_Exercise brief_
Convert the lines of the records below into a JSON list of strings, one string per line, leaving out blank lines.

_Information provided_
☆ ☆ ☆

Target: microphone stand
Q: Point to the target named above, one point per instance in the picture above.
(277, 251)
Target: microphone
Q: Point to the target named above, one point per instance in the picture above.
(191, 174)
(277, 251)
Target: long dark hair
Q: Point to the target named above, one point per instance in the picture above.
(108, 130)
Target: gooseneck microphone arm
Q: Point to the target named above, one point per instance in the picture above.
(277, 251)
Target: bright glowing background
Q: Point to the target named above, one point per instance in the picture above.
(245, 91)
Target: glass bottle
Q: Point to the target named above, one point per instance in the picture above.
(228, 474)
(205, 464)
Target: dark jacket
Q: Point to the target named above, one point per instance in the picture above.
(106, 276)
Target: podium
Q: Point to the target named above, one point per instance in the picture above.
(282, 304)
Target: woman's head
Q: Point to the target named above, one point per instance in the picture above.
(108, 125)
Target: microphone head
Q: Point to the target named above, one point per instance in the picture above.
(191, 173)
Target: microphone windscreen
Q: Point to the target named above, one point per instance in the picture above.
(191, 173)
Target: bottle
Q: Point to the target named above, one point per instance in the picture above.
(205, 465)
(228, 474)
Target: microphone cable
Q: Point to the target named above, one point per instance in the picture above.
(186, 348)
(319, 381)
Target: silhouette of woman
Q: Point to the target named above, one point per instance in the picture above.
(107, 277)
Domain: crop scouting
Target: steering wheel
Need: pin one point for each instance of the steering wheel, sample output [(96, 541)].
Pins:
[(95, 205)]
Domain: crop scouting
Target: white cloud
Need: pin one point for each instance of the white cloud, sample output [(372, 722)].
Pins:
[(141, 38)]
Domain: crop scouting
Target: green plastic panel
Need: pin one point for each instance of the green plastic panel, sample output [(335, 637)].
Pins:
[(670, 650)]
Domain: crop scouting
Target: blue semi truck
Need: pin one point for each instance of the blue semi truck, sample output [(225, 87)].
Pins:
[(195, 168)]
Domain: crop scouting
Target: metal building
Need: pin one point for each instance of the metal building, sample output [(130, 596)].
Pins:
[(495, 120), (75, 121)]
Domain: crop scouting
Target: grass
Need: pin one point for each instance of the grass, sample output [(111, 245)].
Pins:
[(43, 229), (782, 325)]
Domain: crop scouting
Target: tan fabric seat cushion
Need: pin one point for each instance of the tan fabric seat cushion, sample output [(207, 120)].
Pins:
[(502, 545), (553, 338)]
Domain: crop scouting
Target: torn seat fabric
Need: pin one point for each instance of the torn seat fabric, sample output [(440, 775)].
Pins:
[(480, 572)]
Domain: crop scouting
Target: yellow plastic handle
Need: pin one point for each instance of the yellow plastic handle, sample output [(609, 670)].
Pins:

☆ ☆ ☆

_Written answer_
[
  "Target: microphone stand",
  "Q: Point to the target named above, one point per instance in the picture above.",
  "(277, 251)",
  "Target: microphone",
  "Q: Point to the target named above, one point per instance in the picture above.",
  "(191, 174)",
  "(277, 251)",
  "Target: long dark hair",
  "Q: Point to the target named above, one point per instance in the picture above.",
  "(108, 130)",
  "Target: gooseneck microphone arm",
  "Q: Point to the target named above, one point per instance in the picture above.",
  "(277, 251)",
  "Target: bright glowing background",
  "Q: Point to the target named above, one point per instance in the picture above.",
  "(245, 91)",
  "Target: glass bottle",
  "Q: Point to the target named above, one point per instance in the picture above.",
  "(228, 474)",
  "(205, 464)",
  "Target: dark jacket",
  "Q: Point to the target named above, one point per instance in the picture above.",
  "(106, 276)",
  "Target: podium",
  "Q: Point to the target named above, one point per instance in the picture above.",
  "(282, 304)",
  "Target: woman's head",
  "Q: Point to the target named above, one point per instance in the picture above.",
  "(108, 125)",
  "Target: microphone head",
  "Q: Point to the target named above, one point per instance in the picture above.",
  "(191, 173)",
  "Target: microphone windscreen",
  "Q: Point to the target named above, one point per instance in the picture above.",
  "(191, 173)",
  "Target: bottle",
  "Q: Point to the target named above, one point per instance in the picture above.",
  "(205, 465)",
  "(228, 474)",
  "Target: microphone cable",
  "Q: Point to the target named above, one point per instance in the picture above.",
  "(186, 348)",
  "(319, 381)",
  "Target: silhouette of woman",
  "Q: Point to the target named above, one point per instance in the picture above.",
  "(107, 277)",
  "Domain: crop scouting",
  "Target: steering wheel",
  "Need: pin one point for each instance of the steering wheel, sample output [(96, 541)].",
  "Pins:",
  "[(95, 205)]",
  "Domain: crop scouting",
  "Target: white cloud",
  "Need: pin one point for each instance of the white cloud, sample output [(372, 722)].",
  "Pins:",
  "[(141, 38)]",
  "Domain: crop scouting",
  "Target: green plastic panel",
  "Need: pin one point for each instance of the green plastic panel, sample output [(335, 637)].",
  "Pins:",
  "[(670, 650)]",
  "Domain: crop scouting",
  "Target: blue semi truck",
  "Need: pin one point for each instance of the blue semi truck, sample output [(225, 87)].",
  "Pins:",
  "[(195, 168)]",
  "Domain: crop scouting",
  "Target: metal building",
  "Need: pin one point for each instance of the metal building, sample output [(130, 596)].",
  "Pins:",
  "[(495, 120), (75, 121)]",
  "Domain: crop scouting",
  "Target: grass",
  "Need: pin one point for each instance of the grass, sample output [(111, 245)].",
  "Pins:",
  "[(43, 229), (782, 325)]",
  "Domain: crop scouting",
  "Target: tan fabric seat cushion",
  "Need: pin one point for each instance of the tan fabric seat cushion, sample output [(207, 120)].",
  "Pins:",
  "[(502, 545), (553, 338)]",
  "Domain: crop scouting",
  "Target: torn seat fabric",
  "Need: pin one point for each instance of the torn seat fabric, sample output [(440, 775)].",
  "Pins:",
  "[(480, 572)]",
  "Domain: crop scouting",
  "Target: yellow plastic handle",
  "Need: pin one point for each instance of the yellow plastic handle, sample output [(609, 670)].",
  "Pins:"
]